===== STORED RECORDS

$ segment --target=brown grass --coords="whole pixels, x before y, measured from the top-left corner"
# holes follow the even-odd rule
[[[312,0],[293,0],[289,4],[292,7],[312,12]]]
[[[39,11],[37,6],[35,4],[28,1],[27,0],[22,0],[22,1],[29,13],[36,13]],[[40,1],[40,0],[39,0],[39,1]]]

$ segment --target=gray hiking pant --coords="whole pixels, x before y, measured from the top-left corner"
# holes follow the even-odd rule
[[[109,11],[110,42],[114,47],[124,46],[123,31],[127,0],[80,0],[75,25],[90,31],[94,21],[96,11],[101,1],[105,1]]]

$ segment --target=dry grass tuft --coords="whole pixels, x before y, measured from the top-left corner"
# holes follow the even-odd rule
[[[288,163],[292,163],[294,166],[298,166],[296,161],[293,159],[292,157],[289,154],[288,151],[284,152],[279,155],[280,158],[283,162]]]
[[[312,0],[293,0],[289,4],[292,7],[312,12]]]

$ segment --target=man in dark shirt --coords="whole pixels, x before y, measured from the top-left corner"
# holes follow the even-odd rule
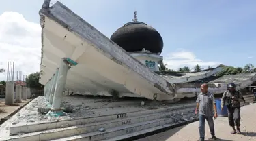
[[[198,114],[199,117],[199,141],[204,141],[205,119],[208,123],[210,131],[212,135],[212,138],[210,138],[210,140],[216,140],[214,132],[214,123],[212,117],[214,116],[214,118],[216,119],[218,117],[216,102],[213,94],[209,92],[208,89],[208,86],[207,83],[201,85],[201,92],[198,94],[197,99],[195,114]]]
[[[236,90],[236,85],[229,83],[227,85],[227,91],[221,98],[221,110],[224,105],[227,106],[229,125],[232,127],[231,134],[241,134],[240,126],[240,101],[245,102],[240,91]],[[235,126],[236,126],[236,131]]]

==========
===== STORED RECORDS

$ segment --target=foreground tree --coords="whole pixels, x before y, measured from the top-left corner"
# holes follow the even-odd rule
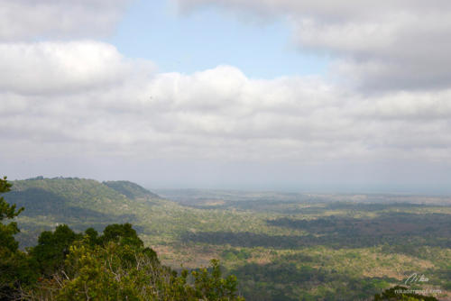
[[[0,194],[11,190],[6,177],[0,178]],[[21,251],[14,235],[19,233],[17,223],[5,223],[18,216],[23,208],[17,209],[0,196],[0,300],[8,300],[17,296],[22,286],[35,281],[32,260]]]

==========

- PROBLEM DESCRIPTION
How many lines of the material above contain the string "grass", with case taken into account? Reply with the number only.

- IN RESPONSE
2